- _YOUR GOAL_: The entries shown here must be retyped in full, with no pictures included.
══════════════════════════════
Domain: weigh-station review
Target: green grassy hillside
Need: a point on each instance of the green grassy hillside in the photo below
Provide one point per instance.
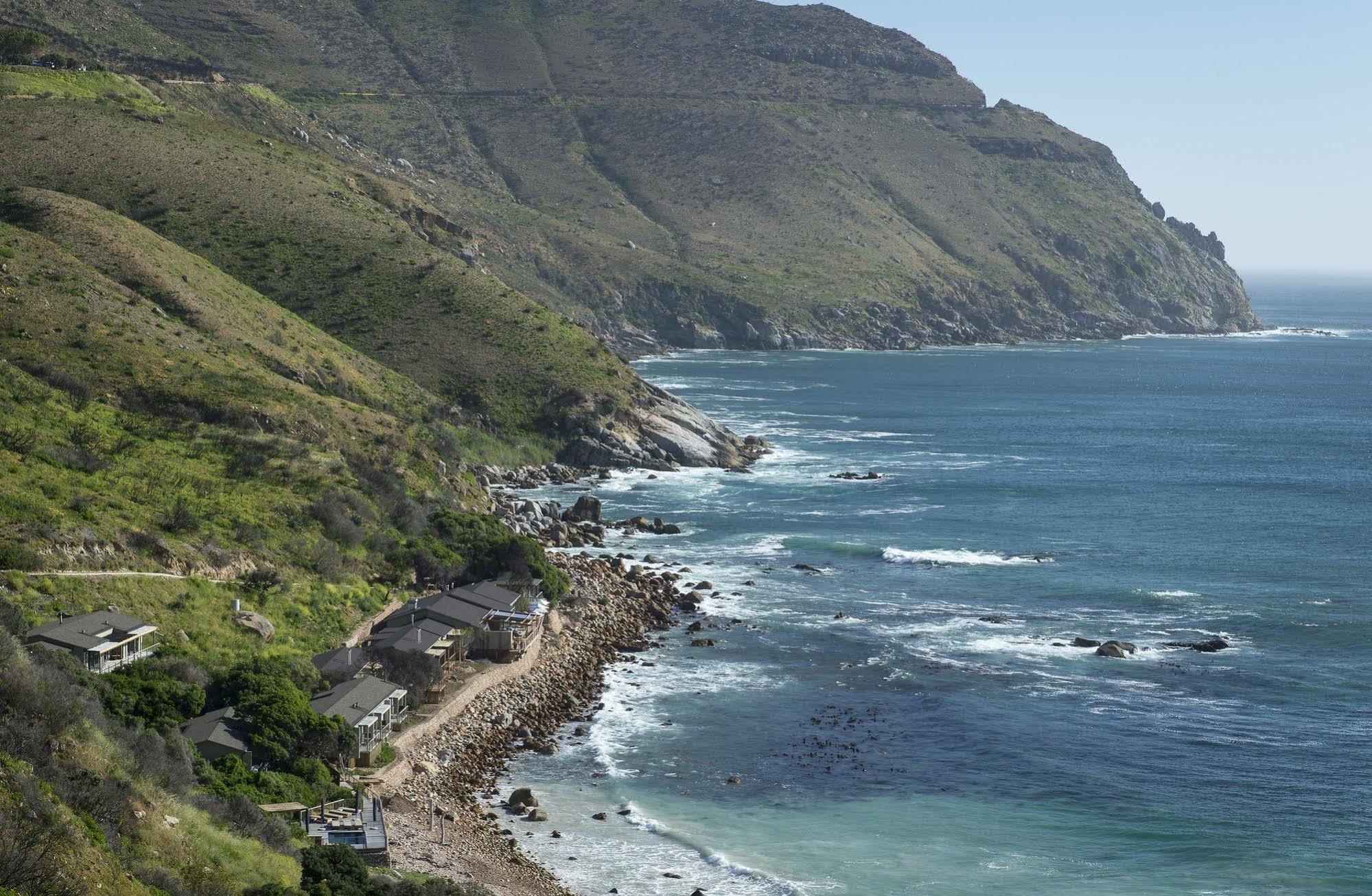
(367, 260)
(161, 415)
(785, 174)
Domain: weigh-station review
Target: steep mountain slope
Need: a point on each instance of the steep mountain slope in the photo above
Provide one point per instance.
(156, 409)
(714, 172)
(362, 257)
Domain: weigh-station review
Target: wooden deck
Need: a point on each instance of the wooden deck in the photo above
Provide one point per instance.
(364, 829)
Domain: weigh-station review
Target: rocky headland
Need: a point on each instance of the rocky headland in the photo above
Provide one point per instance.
(609, 615)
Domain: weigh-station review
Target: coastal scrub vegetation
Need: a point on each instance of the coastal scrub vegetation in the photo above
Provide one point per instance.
(89, 802)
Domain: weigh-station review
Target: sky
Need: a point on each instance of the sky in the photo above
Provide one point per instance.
(1253, 119)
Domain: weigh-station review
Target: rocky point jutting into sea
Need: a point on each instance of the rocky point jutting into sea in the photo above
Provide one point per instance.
(609, 617)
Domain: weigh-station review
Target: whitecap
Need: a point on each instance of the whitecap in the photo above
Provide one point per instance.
(955, 558)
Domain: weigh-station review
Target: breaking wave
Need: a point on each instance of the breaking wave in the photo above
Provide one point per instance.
(957, 558)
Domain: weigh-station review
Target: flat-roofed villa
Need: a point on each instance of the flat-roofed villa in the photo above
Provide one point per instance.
(102, 641)
(487, 619)
(372, 706)
(220, 733)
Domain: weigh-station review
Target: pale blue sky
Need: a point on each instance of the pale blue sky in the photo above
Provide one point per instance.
(1253, 119)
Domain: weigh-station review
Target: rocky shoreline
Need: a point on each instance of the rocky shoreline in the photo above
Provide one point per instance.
(611, 614)
(579, 526)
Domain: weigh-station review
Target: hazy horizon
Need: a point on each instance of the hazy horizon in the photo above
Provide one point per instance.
(1242, 118)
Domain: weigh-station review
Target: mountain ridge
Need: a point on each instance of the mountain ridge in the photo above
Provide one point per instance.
(725, 173)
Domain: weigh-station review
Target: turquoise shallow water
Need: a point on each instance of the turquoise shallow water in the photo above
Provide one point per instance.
(1176, 489)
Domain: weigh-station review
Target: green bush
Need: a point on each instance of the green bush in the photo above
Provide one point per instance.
(273, 696)
(148, 693)
(478, 547)
(19, 44)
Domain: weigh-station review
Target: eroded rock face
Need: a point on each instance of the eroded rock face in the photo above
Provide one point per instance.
(257, 623)
(662, 433)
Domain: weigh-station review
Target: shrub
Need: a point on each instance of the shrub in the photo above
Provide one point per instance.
(15, 556)
(148, 695)
(180, 518)
(37, 845)
(19, 44)
(338, 866)
(269, 695)
(19, 439)
(262, 579)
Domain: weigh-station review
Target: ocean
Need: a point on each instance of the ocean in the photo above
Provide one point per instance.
(887, 739)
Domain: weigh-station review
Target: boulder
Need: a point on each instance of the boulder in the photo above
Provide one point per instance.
(1204, 647)
(586, 509)
(257, 623)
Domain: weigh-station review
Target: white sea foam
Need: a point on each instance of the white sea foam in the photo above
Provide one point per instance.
(955, 558)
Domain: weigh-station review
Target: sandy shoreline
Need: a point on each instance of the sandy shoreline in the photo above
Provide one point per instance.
(457, 757)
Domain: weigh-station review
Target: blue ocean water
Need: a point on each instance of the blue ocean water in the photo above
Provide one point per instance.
(1152, 489)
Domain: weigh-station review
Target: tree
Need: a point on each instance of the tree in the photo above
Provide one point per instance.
(272, 693)
(338, 866)
(146, 693)
(36, 842)
(19, 44)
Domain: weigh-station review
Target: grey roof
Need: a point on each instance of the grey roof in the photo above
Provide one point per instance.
(412, 639)
(222, 728)
(443, 608)
(354, 699)
(520, 584)
(89, 630)
(340, 660)
(486, 595)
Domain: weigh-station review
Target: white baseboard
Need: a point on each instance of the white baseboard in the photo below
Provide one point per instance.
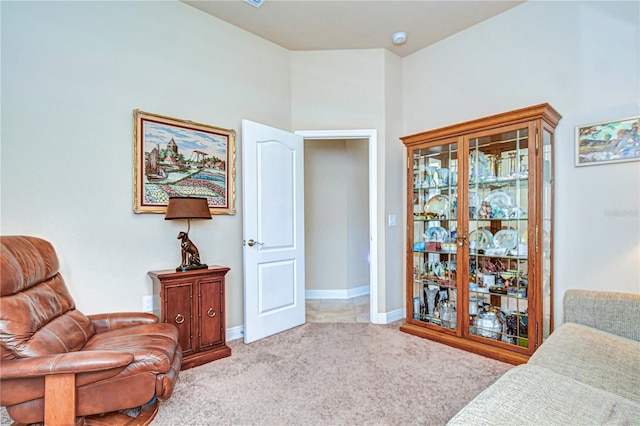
(235, 333)
(393, 316)
(337, 294)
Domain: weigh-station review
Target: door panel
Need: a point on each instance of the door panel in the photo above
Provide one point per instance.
(273, 230)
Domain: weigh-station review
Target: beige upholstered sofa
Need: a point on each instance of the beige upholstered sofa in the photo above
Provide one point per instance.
(586, 373)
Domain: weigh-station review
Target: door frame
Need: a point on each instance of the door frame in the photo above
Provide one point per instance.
(372, 136)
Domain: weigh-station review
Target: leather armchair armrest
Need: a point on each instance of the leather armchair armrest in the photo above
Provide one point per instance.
(70, 362)
(106, 322)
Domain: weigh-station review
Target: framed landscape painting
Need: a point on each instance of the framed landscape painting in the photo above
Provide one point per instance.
(608, 142)
(175, 157)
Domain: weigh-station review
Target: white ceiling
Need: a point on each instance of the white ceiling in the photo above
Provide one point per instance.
(354, 24)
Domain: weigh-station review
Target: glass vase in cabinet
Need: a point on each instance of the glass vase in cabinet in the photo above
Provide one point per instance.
(479, 215)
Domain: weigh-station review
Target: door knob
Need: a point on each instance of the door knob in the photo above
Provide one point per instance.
(252, 243)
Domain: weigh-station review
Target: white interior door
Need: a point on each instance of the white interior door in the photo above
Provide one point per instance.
(273, 221)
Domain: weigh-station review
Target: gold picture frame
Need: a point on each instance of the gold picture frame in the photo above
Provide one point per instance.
(174, 157)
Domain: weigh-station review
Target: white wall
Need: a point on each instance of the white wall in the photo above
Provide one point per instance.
(347, 89)
(357, 180)
(72, 73)
(584, 59)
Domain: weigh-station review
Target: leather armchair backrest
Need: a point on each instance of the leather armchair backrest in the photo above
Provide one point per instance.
(37, 314)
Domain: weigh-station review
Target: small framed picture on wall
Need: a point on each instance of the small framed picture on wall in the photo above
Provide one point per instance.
(608, 142)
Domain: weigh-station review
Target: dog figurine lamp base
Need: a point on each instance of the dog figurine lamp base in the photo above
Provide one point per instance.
(188, 208)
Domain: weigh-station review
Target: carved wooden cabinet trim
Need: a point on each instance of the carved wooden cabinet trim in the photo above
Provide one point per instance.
(194, 301)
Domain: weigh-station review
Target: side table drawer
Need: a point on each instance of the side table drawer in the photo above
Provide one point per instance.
(178, 311)
(211, 313)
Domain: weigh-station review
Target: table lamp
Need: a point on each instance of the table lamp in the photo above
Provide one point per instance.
(188, 208)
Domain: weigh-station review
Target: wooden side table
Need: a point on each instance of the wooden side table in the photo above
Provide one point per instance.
(194, 302)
══════════════════════════════
- _RESPONSE TO THE TASK_:
Domain: weigh-station review
Target: green grassy hillside
Need: a point on each instance of the green grassy hillside in the photo below
Provide one point per instance.
(367, 260)
(161, 415)
(785, 174)
Domain: weigh-station review
Target: steep mountain slope
Need: a point on each instance of the steep mountain slope in the photo above
Provide one point per instance.
(156, 409)
(714, 172)
(362, 257)
Domain: weigh-station review
Target: wooden deck
Need: a point on each instance of the wooden deck in the photo above
Provide one point per instance.
(364, 829)
Domain: weigh-station review
Target: rocky headland
Need: a point on each instance of the rocky headland in the photo above
Provide one point per instance.
(609, 615)
Domain: weigh-station review
Target: coastal scrub vegetation
Need: a point on each instance of the coastal scrub vegetation in the photo above
Provide one point per instance.
(89, 802)
Domain: weigh-station review
Target: sky
Need: a point on each instance of the sky in the photo above
Provide one point per instance.
(1253, 119)
Domain: weigh-station review
Target: rocky point jutting into sea
Need: a point on each instance of the rocky point jutting into sea in the photo above
Provide one point per instance.
(609, 617)
Domain: weigh-station review
Target: whitecap
Need: a point on each instance of the whitecap in the photo above
Provide one point per instance.
(955, 558)
Domain: weigh-station review
Target: breaking wave
Need: a point on each instance of the breaking wave in the photo above
Provide one point per instance.
(957, 558)
Domain: weigh-station review
Target: flat-roofed villa
Need: a point on each instance of the flat-roofed villa in the photo above
Provide one point per instance.
(102, 641)
(487, 619)
(372, 706)
(220, 733)
Domain: weigh-station review
Target: pale blue sky
Need: a point on each instance of the pale blue sky in the photo above
Provide one point per instance.
(1253, 119)
Domain: weigh-station review
Target: rocky shoreline
Need: a point on each instance of the rocky shoreline in the photo above
Provide one point per instance.
(611, 614)
(579, 526)
Domain: weigh-station review
Target: hazy horizon
Need: a point on each instance of the hazy horizon in the photo above
Provide one point per instance.
(1242, 118)
Domain: weigh-station review
Target: mountain ridge
Need: a point on each instance of the mountain ridge in the photo above
Provide one point per instance.
(725, 173)
Domain: weigh-station review
Target: turquoise shallow water
Need: a point on each instance of the turquoise shallow water in the photo above
Provide one point per instance.
(1176, 489)
Domain: weigh-station review
Target: green bush
Need: a point on each instance of the green bush in the photo above
Provide one point per instance.
(273, 696)
(148, 693)
(478, 547)
(19, 44)
Domain: weigh-station review
Target: eroded rock face
Need: a point on each instance of the eroded rock face in the photo above
Provide one point per instance.
(257, 623)
(662, 433)
Domain: weigh-station review
Target: shrub
Need: a point on each instance of the shrub in the photo above
Provide one point per instance.
(15, 556)
(148, 695)
(180, 518)
(37, 845)
(19, 44)
(338, 866)
(269, 695)
(19, 439)
(262, 579)
Domain: weigh-station review
Target: ocean
Need: a point on each instance of the ocean in the photo above
Provide one point per instance.
(887, 739)
Domain: weigh-station review
Target: boulder
Need: a point on each instance of the boulder in the photo above
Provide one point per instance.
(1204, 647)
(586, 509)
(257, 623)
Domain: weigh-station review
Target: white sea foam
Need: a point on each instance of the white sea foam in the photo above
Provide one point per instance.
(955, 558)
Domain: weigh-station review
Target: sandy shoreline
Need: a point on each instance of the sandy shoreline in the photo above
Provide one point per instance.
(457, 757)
Domain: weigh-station review
Target: blue ocean water
Need: a point on each instance of the blue ocean water in the photo above
Provide one point per instance.
(1152, 489)
Domain: weigh-station review
Target: tree
Need: a point on each instance of the tree in the photo above
Provide one point per instance.
(272, 693)
(338, 866)
(146, 693)
(36, 842)
(19, 44)
Domain: weigh-station review
Target: grey roof
Need: a point on each instance of the grey roof in the photo above
Provide one point per instance.
(412, 639)
(222, 728)
(443, 608)
(354, 699)
(520, 584)
(89, 630)
(340, 660)
(486, 595)
Domain: weigh-station review
Target: white baseboard
Need: a point on each instance of the white baseboard in the photo below
Provide one point per instance.
(235, 333)
(393, 316)
(337, 294)
Domain: weigh-station review
Target: door panel
Need: a point on each instance of the door panel in the photo above
Provide one point per instance.
(273, 230)
Domain: weigh-station review
Target: beige upholstered sofa
Need: a point on each instance of the beige upholstered sofa in the photo above
Provide one point per instance.
(586, 373)
Domain: weigh-station review
Target: door frame
Need: a point on each instance of the door frame in the photo above
Provide one point per instance.
(372, 136)
Domain: weigh-station review
Target: leather armchair armrest
Need: a point on each instance of the leather armchair armrest in the photo above
Provide one point per instance.
(70, 362)
(106, 322)
Domain: weigh-station review
Target: framed landscape painting
Need: a point on each instance of the framed landscape painting in the photo above
Provide one point per instance.
(608, 142)
(175, 157)
Domain: weigh-station review
Target: white ceiling
Need: a point on each instance of the white ceiling in the photo above
Provide one point per instance.
(354, 24)
Domain: weigh-station review
Target: glass vase in cabinet
Need: a point on each instance of the glass vase in cabinet in the photo above
Provide one point per instance.
(479, 215)
Domain: weigh-station review
Target: door knob
Need: a point on each instance of the door knob in the photo above
Provide one point per instance.
(252, 243)
Domain: weigh-station review
Target: white interior door
Need: a point on each instance of the white interior door in the photo above
Provide one point per instance.
(273, 221)
Domain: weigh-station review
Target: gold picture frame
Need: a point on each instance of the gold picture frame in the photo above
Provide one point per instance.
(174, 157)
Domain: weigh-station review
Target: white wall
Need: a point on each instance of the white wall in the photo above
Provide one point per instance.
(347, 89)
(357, 180)
(72, 73)
(584, 59)
Domain: weigh-station review
Target: leather armchair backrest
Need: a point on each instance of the leather armchair backrest in the photo above
Provide one point per instance.
(37, 314)
Domain: weigh-station review
Target: small framed picture on wall
Need: a point on each instance of the small framed picture on wall in the photo above
Provide one point per instance.
(608, 142)
Domain: weigh-station review
Target: dog figurine lamp base
Need: a point on each instance of the dog figurine lamp base in the photo above
Provide one point per instance.
(188, 208)
Domain: weigh-station review
Target: carved wooden cabinet trim
Need: a point on each instance of the carved wooden cabinet trim in the photo above
Provide one point per instance.
(194, 301)
Domain: weigh-station review
Target: side table drawer
Need: a point on each instance of the side table drawer in the photo above
Provide one point per instance.
(178, 311)
(211, 313)
Domain: weigh-station review
Target: table lamp
Need: a point on each instance of the table lamp in the photo above
Provide one point per instance.
(188, 208)
Domain: weigh-station review
Target: wooden side table
Need: a point on each instance of the wooden side table in the photo above
Provide one point per instance.
(194, 302)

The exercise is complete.